Aim of the exercise: Repeat every one of the rows below word for word, leaving the pictures out of your answer.

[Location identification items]
· · · ·

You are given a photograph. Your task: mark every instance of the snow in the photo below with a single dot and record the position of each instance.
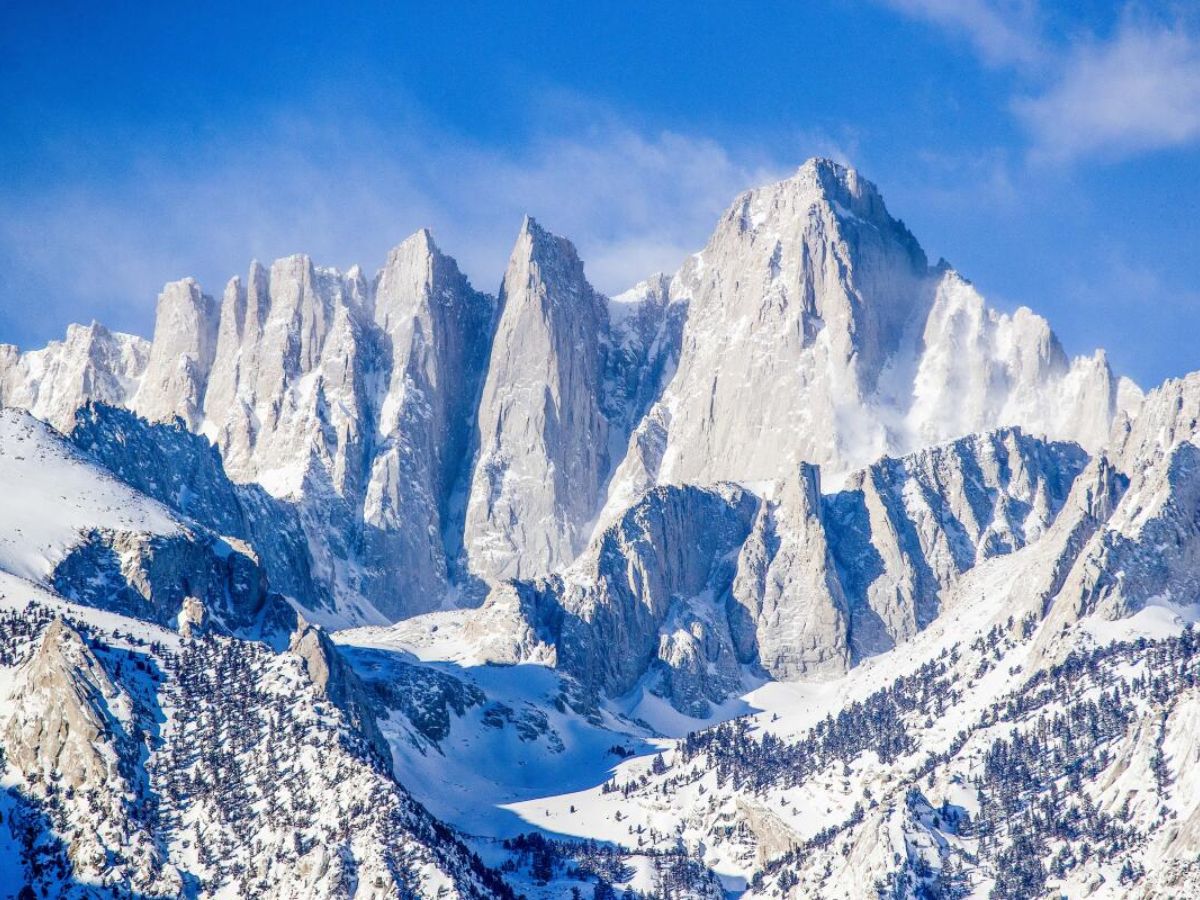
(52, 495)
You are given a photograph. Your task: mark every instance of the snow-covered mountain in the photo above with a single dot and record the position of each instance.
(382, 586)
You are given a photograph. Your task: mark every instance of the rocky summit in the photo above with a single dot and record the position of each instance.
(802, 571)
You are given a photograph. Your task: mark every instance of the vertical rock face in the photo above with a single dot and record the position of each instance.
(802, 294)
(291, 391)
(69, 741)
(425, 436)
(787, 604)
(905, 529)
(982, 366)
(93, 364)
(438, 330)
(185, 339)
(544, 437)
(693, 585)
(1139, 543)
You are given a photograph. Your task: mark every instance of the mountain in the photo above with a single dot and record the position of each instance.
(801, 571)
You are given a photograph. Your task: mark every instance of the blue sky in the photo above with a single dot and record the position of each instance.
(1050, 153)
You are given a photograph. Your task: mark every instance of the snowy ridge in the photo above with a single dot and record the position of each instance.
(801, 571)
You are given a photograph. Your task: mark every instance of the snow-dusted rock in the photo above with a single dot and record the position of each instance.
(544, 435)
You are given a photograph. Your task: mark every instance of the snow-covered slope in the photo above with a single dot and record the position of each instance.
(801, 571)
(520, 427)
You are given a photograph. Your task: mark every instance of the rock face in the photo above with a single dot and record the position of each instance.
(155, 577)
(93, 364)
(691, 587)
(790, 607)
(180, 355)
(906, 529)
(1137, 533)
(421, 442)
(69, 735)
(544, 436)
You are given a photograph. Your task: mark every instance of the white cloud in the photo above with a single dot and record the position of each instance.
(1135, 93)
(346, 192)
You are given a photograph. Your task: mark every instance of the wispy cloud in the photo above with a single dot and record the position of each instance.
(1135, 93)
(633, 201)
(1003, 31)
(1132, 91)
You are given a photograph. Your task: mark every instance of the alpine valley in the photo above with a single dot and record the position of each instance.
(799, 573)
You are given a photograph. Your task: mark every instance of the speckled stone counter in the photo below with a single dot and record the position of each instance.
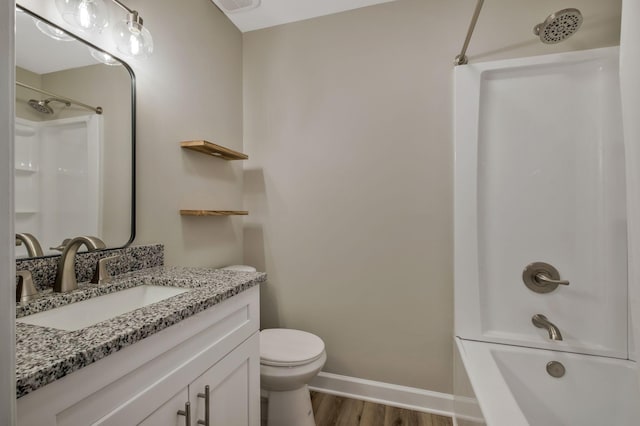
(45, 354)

· · · ·

Expected output:
You are given a photograph. Your task: mark every instance of the snow in the photo below with a single dot and record the position of each instance.
(52, 495)
You are given a photograph. Your task: mark every instance of the snow-covered mountain in the photo above with a single dot and record the position of each instance.
(382, 586)
You are given a photograph. Your task: mark every instance of the rocky summit in the photo above with a single dot and record the position of each instance.
(802, 571)
You are given a photograph. Your task: mark every instance of the vertical rock face in the photo above with a single dot and record the position of each instance.
(802, 294)
(291, 391)
(69, 741)
(425, 436)
(787, 604)
(905, 529)
(982, 366)
(93, 364)
(438, 330)
(185, 339)
(544, 437)
(693, 585)
(1139, 543)
You are given a photograph. Your task: mark every instance of the mountain in the photo above with a single dot and record the position of each instance.
(801, 571)
You are given a photograph. Your task: mark every instance of the blue sky in the photo above with a single dot and record the position of each instance.
(1050, 153)
You are given a photograph. Your task: mark every instance of the snowy ridge in the photo above with a single dot and record the position of each instance.
(801, 571)
You are given a photograph. Your task: mark every instance of the snow-dusted rock in the photo above with a single dot and record the position of each instance.
(544, 435)
You are given a photograph. Your task: mark every instance of the snow-covered slope in the photo above with a single dot and record the position of each instance.
(801, 571)
(520, 427)
You are given a photograph. Your task: mark every instance of the rock face in the photo above with a single dot and record the position of each instance.
(155, 577)
(93, 364)
(691, 587)
(790, 607)
(180, 355)
(906, 529)
(1137, 533)
(421, 442)
(69, 735)
(544, 436)
You are given a photograph. Your task: mark every instance of the white cloud in the photo above with a single dot and record the position of each instance.
(1135, 93)
(346, 192)
You are given a photograph. Your task: mark every instance of the wispy cloud in the photo above with a single dot and record the position of each instance.
(1135, 93)
(633, 201)
(1003, 31)
(1132, 91)
You are given a photograph. Your task: mark every instance of the alpine valley in the photo above with a single dot and record the position of each instance.
(799, 573)
You are given a photograph. Your task: mark every instance of the speckled stone counter in the photo below with a single dot and record the position of each instance.
(45, 354)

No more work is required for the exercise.